··· EXERCISE MATERIALS ···
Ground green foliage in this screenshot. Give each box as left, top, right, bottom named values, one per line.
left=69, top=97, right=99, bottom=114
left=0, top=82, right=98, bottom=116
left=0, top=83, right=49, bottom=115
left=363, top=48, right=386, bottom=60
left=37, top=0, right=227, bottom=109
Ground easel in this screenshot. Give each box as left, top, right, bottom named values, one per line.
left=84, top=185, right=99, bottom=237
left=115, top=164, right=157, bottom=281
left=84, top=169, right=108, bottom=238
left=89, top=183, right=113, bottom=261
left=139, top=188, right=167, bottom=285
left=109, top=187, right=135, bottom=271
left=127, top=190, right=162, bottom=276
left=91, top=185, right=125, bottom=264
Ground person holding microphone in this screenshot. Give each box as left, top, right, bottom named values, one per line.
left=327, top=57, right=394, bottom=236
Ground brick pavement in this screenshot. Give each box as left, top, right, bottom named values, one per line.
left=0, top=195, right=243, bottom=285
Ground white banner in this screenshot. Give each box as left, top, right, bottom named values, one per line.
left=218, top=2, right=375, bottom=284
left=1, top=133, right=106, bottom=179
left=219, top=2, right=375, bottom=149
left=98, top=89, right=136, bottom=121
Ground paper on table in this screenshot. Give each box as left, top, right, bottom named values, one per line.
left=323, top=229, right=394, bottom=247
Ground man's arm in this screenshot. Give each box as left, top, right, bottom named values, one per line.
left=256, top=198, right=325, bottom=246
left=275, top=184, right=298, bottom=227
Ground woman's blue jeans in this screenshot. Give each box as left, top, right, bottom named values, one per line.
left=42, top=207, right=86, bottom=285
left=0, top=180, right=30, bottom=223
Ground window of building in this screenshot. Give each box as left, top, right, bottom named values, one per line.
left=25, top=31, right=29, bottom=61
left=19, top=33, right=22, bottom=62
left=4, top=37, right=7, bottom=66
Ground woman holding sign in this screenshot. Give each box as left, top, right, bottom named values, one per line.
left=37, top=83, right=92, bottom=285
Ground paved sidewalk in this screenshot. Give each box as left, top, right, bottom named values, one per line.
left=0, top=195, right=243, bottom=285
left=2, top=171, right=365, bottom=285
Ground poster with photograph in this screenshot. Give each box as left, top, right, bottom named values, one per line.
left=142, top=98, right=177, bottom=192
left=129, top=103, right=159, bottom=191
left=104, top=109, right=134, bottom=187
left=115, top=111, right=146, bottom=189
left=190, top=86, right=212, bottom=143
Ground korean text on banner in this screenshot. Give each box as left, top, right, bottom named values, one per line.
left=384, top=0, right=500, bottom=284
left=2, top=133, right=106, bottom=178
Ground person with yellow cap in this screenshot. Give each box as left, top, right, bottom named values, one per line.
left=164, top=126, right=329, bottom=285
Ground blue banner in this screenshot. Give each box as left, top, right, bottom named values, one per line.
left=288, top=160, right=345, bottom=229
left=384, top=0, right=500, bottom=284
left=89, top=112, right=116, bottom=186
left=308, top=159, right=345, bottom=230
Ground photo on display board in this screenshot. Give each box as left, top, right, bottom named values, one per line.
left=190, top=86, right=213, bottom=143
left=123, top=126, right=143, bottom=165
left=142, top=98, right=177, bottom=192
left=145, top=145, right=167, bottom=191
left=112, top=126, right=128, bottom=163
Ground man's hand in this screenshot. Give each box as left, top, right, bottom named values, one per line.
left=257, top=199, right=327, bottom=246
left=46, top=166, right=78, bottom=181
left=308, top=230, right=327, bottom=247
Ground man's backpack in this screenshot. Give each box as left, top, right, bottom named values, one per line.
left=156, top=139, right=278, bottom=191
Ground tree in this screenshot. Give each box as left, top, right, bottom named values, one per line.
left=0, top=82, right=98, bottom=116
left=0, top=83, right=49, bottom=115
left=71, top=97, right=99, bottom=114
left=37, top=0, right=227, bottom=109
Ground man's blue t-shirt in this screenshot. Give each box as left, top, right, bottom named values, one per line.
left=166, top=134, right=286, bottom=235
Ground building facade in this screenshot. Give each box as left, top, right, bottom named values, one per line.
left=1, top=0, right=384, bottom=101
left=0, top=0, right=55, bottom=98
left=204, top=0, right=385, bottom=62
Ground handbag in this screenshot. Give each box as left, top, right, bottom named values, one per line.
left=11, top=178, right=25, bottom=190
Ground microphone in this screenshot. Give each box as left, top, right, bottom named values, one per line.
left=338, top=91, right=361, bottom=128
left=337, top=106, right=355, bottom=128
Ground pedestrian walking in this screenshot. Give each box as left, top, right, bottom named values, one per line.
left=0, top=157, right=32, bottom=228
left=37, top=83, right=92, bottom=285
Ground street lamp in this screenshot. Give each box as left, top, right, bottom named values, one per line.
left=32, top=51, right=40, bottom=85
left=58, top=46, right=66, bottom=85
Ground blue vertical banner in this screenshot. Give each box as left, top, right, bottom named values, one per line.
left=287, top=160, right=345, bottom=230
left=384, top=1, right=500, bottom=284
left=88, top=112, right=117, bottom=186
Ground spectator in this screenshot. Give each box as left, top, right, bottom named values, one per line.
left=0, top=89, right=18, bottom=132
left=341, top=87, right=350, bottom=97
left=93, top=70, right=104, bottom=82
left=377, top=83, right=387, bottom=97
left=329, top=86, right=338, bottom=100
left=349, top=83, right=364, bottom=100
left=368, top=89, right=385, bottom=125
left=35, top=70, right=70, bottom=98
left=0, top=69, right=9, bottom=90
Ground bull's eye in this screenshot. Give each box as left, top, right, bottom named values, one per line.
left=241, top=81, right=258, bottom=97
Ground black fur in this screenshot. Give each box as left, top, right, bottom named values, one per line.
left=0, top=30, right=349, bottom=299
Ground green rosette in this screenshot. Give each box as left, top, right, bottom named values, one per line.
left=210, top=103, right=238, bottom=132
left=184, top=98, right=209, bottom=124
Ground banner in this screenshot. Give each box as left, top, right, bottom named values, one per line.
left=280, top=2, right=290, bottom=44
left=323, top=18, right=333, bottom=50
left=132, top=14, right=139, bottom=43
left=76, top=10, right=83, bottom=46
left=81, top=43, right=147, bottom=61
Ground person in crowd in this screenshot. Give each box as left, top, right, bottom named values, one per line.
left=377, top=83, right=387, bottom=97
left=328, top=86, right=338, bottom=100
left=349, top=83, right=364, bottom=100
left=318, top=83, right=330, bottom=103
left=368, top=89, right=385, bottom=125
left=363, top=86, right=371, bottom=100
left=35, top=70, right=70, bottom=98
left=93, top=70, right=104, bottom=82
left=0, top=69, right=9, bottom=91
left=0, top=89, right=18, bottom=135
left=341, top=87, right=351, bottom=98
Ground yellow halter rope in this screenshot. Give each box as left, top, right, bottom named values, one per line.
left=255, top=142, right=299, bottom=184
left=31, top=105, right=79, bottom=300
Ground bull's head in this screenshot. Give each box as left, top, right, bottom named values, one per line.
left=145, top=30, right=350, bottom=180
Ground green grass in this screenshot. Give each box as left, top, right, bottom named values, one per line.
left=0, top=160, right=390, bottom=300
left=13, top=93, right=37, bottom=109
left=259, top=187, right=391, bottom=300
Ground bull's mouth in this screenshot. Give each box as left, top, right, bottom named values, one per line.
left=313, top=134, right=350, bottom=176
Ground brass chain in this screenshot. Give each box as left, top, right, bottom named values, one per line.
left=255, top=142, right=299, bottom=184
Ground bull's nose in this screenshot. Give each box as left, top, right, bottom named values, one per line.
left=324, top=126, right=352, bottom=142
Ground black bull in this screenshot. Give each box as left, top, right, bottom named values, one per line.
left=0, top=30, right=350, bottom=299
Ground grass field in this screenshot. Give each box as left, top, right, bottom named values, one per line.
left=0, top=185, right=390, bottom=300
···
TASK PROMPT
Look above for the line with "Ground green grass", then copy it and each later line exactly, stopping at the last line of the records.

ANSWER
Ground green grass in this screenshot. Give each box as left, top, right, bottom named values, one per line.
left=0, top=160, right=390, bottom=300
left=13, top=93, right=37, bottom=109
left=259, top=187, right=391, bottom=300
Ground bull's mouth in this screenshot. Give each box as left, top, right, bottom named values, one per line.
left=313, top=134, right=350, bottom=176
Ground brass chain in this screenshot. Give each box as left, top, right, bottom named values, one per line.
left=255, top=142, right=299, bottom=184
Ground bull's nose in this screenshot. Give each box as left, top, right, bottom named values, one per line.
left=324, top=126, right=352, bottom=142
Ground black bull in this screenshot. Give each box as left, top, right, bottom named values, one per line.
left=0, top=30, right=350, bottom=299
Ground grass field in this screenshot. Give each box as left, top, right, bottom named values, one per line.
left=0, top=185, right=390, bottom=300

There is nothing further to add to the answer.